- THINGS TO DO -
[1] In the liver detox thread, what does Ironbuilt say he takes throughout any cycle?
[2] Duplicate the passage of the liver detox thread starting at "I was on pain" and ending at "time ago...thnk god.".

- SOURCE DOCUMENT -
◆ ◆ ◆ ◆ ◆

# Liver detox preferences and methods



## Ironbuilt (Dec 14, 2012)

I'm a liv-52 and milk thistle extract person and take throughout any cycle. Any one else have supplements or advice for the person in need ?


----------



## b12 (Dec 14, 2012)

Synthergine.


----------



## AnaSCI (Dec 14, 2012)

b12 said:


> Synthergine.



:yeahthat:Check out some of the blood test results some of the users have posted, it's the best liver protectant out there!

Also they are giving away free Synthergine for posting your blood tests, read their offer!!


----------



## LuKiFeR (Dec 15, 2012)

*******


----------



## LuKiFeR (Dec 15, 2012)

I am ordering some Liv52 from Alin in cpl days.  Only thing i ever used was milk thistle.
I was on pain meds for a while....drinkin vodka heavily....dbol for 6 wks...into winny for 4wls....then drols for 5 wks.....then anavar for 5 wks and got blood wrk and liver was perfect.
Dnt know how but it was.....tht was long time ago...thnk god.
I quit pain meds and drinking....but not the gear!!!  Lol
I stick to short "cycles" of orals now..except Proviron of course.  

I thnk godfather or formula on Alinboard ran Synthetics liver shit and had good results


----------



## b12 (Dec 15, 2012)

LuKiFeR said:


> ...I thnk godfather or formula on Alinboard ran Synthetics liver shit and had good results



I was thinking of dudcki27 and his 1400mg of tren + Synthergine. I know tren takes its toll on the liver!


----------



## striffe (Dec 15, 2012)

Ive never really taken orals, just injectables. So ive never felt that i needed any liver support. But i just started taking Var. Even though Var is considered a mild oral, should i be taking something for my liver?


----------



## b12 (Dec 15, 2012)

hijacked said:


> Ive never really taken orals, just injectables. So ive never felt that i needed any liver support. But i just started taking Var. Even though Var is considered a mild oral, should i be taking something for my liver?



Why not? What is your health worth to you? Is it worth the uncertainty, or the possible damage to an organ? 

And in the end, which would have been the most cost efficient?


----------



## Jello (Dec 15, 2012)

hijacked said:


> Ive never really taken orals, just injectables. So ive never felt that i needed any liver support. But i just started taking Var. Even though Var is considered a mild oral, should i be taking something for my liver?



I run Synthergine year round regardless of what I'm taking.

◆ ◆ ◆ ◆ ◆

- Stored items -
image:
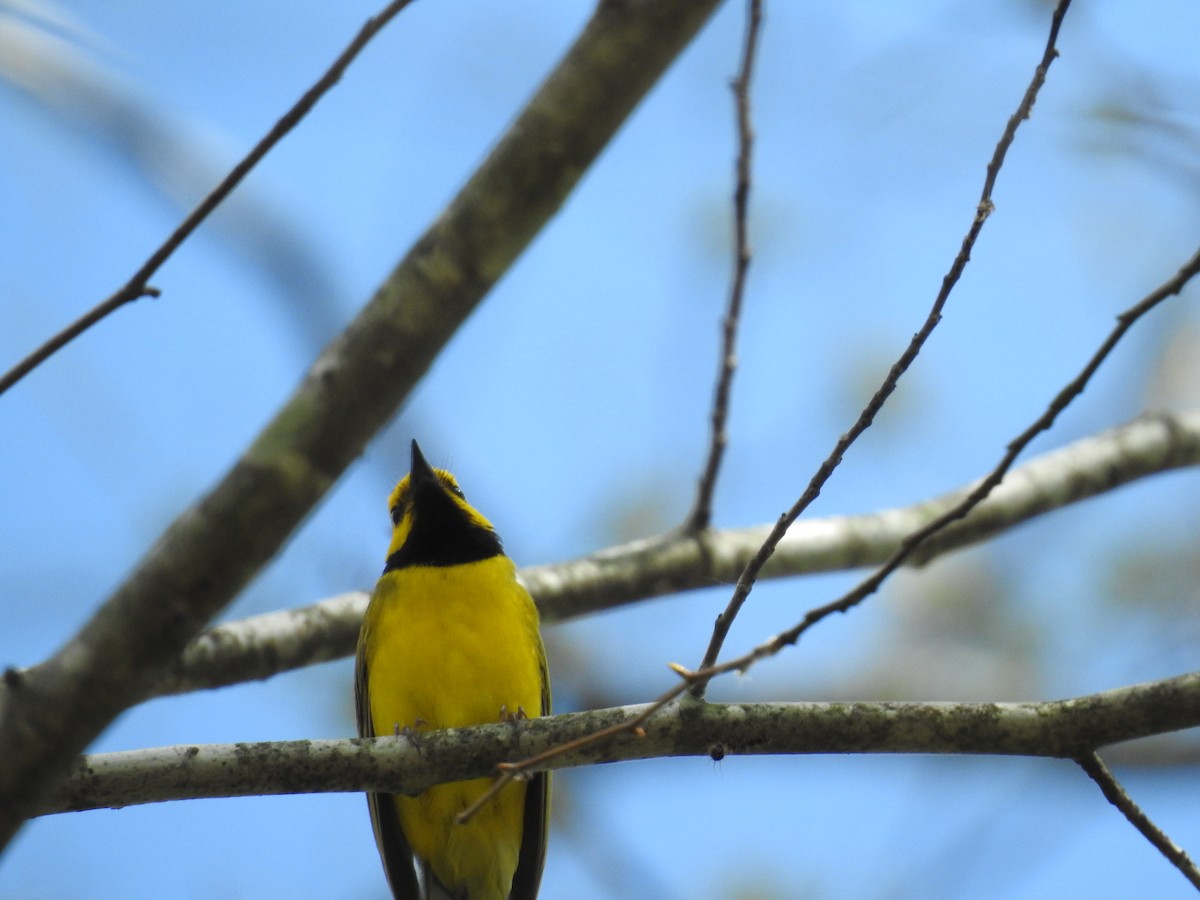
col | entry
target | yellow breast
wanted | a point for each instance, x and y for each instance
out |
(449, 647)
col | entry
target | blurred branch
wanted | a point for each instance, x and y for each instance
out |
(1063, 729)
(57, 65)
(1116, 795)
(51, 712)
(867, 417)
(702, 513)
(138, 286)
(263, 646)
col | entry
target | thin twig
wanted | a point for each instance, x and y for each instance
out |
(137, 287)
(702, 513)
(1116, 795)
(984, 208)
(912, 541)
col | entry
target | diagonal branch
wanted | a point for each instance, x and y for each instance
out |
(1116, 795)
(983, 209)
(702, 513)
(263, 646)
(137, 286)
(1062, 729)
(49, 713)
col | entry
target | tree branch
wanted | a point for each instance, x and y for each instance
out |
(702, 511)
(137, 286)
(1062, 729)
(1111, 789)
(867, 417)
(49, 713)
(263, 646)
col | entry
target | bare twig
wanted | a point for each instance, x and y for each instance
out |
(51, 712)
(1116, 795)
(912, 541)
(983, 209)
(137, 287)
(702, 513)
(267, 645)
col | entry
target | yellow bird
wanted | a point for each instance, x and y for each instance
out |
(450, 639)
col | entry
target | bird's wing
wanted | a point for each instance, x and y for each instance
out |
(394, 850)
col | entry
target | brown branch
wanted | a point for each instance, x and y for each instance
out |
(137, 287)
(911, 543)
(983, 209)
(51, 712)
(702, 513)
(263, 646)
(1116, 795)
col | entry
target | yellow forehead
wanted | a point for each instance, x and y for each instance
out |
(400, 495)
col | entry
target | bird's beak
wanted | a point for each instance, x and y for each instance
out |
(421, 472)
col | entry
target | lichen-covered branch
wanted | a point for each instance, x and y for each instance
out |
(1063, 729)
(51, 712)
(263, 646)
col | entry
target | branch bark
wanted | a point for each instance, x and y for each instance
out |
(264, 646)
(1063, 729)
(49, 713)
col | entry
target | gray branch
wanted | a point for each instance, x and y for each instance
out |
(263, 646)
(1063, 729)
(49, 713)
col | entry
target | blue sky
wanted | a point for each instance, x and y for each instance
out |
(573, 407)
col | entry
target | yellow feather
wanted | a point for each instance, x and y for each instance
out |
(448, 646)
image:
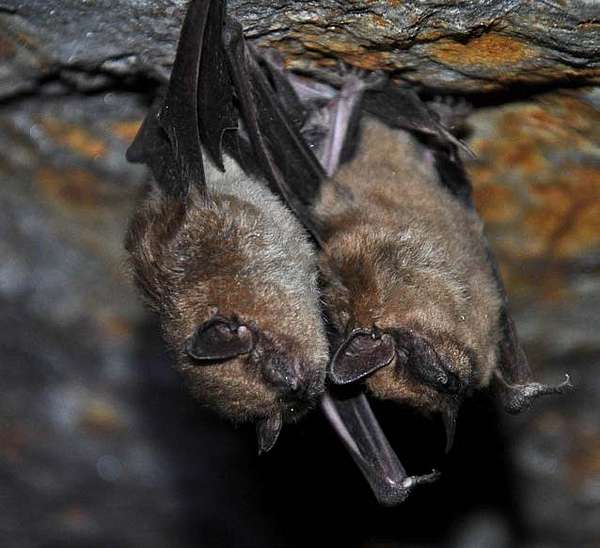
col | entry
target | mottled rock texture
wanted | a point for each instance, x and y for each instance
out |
(467, 46)
(99, 446)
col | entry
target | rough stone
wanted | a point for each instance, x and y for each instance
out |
(462, 47)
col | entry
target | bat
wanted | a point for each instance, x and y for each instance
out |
(228, 269)
(415, 304)
(225, 264)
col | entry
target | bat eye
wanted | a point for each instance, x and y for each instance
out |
(362, 353)
(219, 339)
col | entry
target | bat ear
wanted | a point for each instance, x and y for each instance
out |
(363, 352)
(219, 339)
(267, 432)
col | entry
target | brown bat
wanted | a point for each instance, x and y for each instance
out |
(416, 307)
(225, 264)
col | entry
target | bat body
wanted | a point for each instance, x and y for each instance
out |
(402, 255)
(410, 284)
(416, 309)
(225, 264)
(227, 255)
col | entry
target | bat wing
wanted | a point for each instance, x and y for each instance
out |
(279, 150)
(169, 138)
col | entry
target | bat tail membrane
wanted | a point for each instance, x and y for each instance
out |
(357, 427)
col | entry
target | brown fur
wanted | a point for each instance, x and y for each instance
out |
(214, 255)
(402, 252)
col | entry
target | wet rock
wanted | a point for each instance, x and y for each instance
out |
(466, 47)
(537, 184)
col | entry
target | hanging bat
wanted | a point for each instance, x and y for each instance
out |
(225, 264)
(415, 304)
(228, 269)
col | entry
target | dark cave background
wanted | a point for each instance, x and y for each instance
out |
(99, 443)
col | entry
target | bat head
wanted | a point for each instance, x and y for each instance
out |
(242, 318)
(399, 330)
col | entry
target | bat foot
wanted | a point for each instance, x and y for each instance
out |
(451, 112)
(355, 81)
(396, 493)
(519, 397)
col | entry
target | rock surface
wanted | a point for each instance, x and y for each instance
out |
(471, 46)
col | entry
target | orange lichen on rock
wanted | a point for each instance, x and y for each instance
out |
(537, 186)
(566, 213)
(496, 203)
(491, 50)
(7, 48)
(75, 188)
(100, 417)
(74, 137)
(126, 129)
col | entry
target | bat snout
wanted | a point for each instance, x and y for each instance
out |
(292, 377)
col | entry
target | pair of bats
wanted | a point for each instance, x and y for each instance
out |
(295, 235)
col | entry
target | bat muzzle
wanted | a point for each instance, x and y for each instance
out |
(293, 379)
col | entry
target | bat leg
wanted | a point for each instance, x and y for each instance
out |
(519, 397)
(344, 113)
(512, 382)
(354, 422)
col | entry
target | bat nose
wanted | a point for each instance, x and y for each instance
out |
(290, 376)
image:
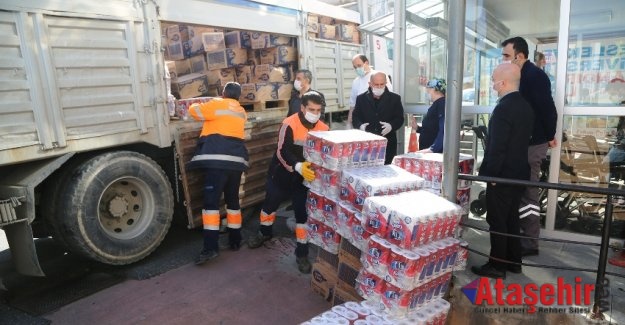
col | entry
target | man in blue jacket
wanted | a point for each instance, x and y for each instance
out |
(536, 89)
(380, 111)
(510, 129)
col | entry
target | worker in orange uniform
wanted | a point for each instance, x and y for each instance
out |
(222, 154)
(287, 171)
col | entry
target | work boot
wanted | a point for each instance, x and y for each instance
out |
(618, 260)
(303, 265)
(257, 240)
(205, 256)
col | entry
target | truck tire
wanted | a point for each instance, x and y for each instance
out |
(115, 208)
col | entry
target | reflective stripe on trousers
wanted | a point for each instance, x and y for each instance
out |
(211, 219)
(301, 233)
(234, 219)
(267, 219)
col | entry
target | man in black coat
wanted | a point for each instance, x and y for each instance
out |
(536, 89)
(380, 111)
(510, 130)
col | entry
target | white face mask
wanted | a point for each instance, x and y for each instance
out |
(312, 118)
(297, 85)
(377, 91)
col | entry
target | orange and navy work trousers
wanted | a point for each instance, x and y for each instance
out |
(274, 196)
(216, 182)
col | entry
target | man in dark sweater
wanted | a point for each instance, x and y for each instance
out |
(510, 129)
(380, 111)
(536, 89)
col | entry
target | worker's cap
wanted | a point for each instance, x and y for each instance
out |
(437, 84)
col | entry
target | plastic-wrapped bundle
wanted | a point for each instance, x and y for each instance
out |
(336, 150)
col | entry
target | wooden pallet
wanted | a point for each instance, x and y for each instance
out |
(265, 105)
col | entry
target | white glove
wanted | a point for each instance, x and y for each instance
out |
(386, 128)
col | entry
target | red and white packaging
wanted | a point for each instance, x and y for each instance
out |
(375, 258)
(370, 287)
(314, 205)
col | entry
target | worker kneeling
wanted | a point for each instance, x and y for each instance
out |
(287, 171)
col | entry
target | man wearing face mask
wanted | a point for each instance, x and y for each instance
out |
(505, 156)
(285, 175)
(432, 129)
(380, 111)
(361, 82)
(536, 89)
(303, 79)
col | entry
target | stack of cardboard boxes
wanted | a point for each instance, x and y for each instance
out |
(201, 60)
(332, 29)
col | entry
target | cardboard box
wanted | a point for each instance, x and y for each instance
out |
(328, 258)
(348, 274)
(213, 77)
(312, 24)
(174, 43)
(277, 40)
(248, 93)
(284, 90)
(192, 85)
(245, 74)
(259, 40)
(227, 58)
(266, 92)
(323, 280)
(238, 39)
(349, 254)
(346, 32)
(327, 20)
(253, 57)
(227, 75)
(278, 55)
(213, 41)
(178, 68)
(342, 296)
(327, 31)
(198, 64)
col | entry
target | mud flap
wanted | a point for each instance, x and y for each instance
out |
(23, 251)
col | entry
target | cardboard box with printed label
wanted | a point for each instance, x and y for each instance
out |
(259, 40)
(284, 90)
(312, 25)
(192, 85)
(178, 68)
(227, 75)
(174, 43)
(244, 74)
(323, 280)
(278, 55)
(327, 31)
(198, 64)
(227, 58)
(266, 92)
(238, 39)
(248, 93)
(277, 40)
(253, 57)
(213, 41)
(346, 32)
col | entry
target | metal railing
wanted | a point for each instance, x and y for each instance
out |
(601, 284)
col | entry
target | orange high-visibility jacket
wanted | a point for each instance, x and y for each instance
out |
(221, 144)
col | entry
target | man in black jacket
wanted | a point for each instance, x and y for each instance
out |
(380, 111)
(510, 130)
(536, 89)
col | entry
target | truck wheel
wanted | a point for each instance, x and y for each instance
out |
(116, 208)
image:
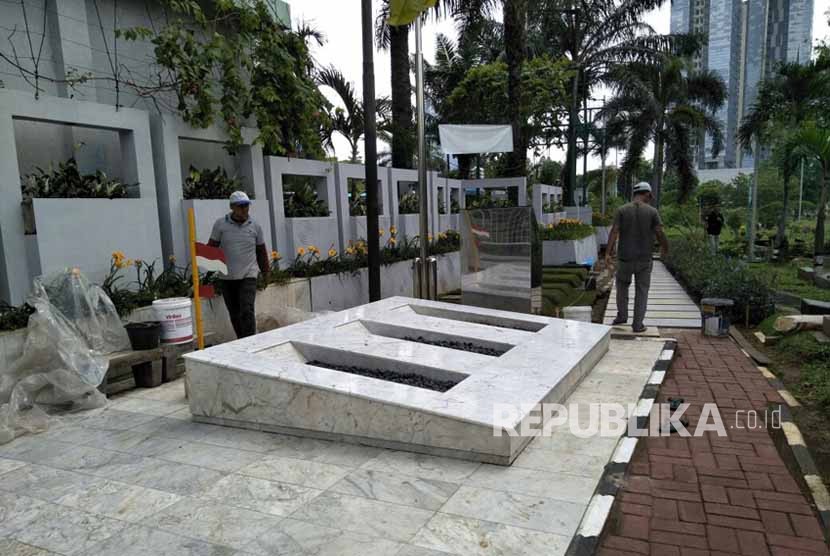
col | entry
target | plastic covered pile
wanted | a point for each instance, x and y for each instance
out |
(64, 359)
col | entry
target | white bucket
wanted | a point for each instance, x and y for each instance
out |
(175, 316)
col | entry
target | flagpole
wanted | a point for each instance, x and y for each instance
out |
(197, 302)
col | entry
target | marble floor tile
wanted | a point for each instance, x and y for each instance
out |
(43, 483)
(412, 550)
(423, 466)
(559, 486)
(473, 537)
(518, 510)
(11, 547)
(66, 530)
(136, 540)
(260, 495)
(135, 442)
(213, 522)
(298, 538)
(7, 465)
(426, 494)
(323, 451)
(364, 516)
(115, 420)
(118, 500)
(178, 478)
(296, 471)
(146, 406)
(210, 457)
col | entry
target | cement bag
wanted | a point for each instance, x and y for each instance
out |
(62, 362)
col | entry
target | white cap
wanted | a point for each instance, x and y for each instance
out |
(240, 198)
(642, 187)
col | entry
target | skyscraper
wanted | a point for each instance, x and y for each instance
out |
(735, 30)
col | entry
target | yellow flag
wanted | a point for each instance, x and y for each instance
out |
(404, 12)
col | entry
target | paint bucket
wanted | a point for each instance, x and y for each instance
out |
(714, 316)
(176, 318)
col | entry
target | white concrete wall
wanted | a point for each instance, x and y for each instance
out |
(168, 133)
(287, 236)
(133, 129)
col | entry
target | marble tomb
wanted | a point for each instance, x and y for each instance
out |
(454, 365)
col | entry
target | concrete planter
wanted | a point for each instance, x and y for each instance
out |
(601, 233)
(580, 251)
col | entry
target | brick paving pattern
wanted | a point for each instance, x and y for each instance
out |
(712, 495)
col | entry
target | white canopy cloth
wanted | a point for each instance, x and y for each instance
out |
(474, 139)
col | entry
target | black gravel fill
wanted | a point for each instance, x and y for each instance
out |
(461, 346)
(391, 376)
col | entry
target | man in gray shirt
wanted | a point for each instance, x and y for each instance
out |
(243, 243)
(636, 224)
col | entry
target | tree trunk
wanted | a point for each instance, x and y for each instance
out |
(818, 244)
(781, 236)
(403, 136)
(658, 164)
(515, 38)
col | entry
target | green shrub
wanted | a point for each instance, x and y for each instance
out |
(67, 182)
(210, 184)
(716, 275)
(565, 230)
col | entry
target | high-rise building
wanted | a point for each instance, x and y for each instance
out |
(735, 30)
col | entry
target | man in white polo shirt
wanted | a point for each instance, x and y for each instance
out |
(243, 243)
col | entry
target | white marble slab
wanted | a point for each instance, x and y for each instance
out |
(265, 382)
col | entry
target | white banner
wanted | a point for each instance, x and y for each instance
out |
(474, 139)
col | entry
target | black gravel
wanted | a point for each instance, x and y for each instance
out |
(391, 376)
(461, 346)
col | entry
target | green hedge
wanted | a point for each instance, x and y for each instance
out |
(705, 274)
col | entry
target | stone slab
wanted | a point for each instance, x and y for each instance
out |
(267, 382)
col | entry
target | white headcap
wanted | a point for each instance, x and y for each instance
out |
(642, 187)
(240, 198)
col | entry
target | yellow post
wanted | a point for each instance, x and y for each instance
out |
(197, 303)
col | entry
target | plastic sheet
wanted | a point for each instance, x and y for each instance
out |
(63, 362)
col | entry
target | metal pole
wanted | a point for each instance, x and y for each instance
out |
(756, 148)
(801, 189)
(422, 160)
(371, 150)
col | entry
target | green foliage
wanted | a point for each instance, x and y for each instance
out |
(409, 204)
(210, 184)
(237, 63)
(705, 274)
(301, 200)
(66, 182)
(13, 318)
(565, 230)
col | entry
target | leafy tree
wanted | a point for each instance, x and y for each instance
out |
(664, 103)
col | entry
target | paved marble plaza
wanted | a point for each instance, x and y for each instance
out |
(140, 477)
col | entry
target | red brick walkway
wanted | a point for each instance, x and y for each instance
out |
(710, 495)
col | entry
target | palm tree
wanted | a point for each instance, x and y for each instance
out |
(786, 99)
(813, 141)
(348, 121)
(664, 103)
(597, 36)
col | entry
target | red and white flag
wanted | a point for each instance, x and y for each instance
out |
(211, 259)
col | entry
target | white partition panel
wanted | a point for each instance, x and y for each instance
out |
(82, 227)
(167, 133)
(292, 233)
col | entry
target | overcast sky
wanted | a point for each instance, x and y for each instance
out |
(339, 20)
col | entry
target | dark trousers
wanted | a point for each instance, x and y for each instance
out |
(641, 272)
(240, 296)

◆ ◆ ◆ ◆ ◆

- PER-TASK ANSWERS -
[1] Liv-52 and milk thistle extract.

[2]
I was on pain meds for a while....drinkin vodka heavily....dbol for 6 wks...into winny for 4wls....then drols for 5 wks.....then anavar for 5 wks and got blood wrk and liver was perfect.
Dnt know how but it was.....tht was long time ago...thnk god.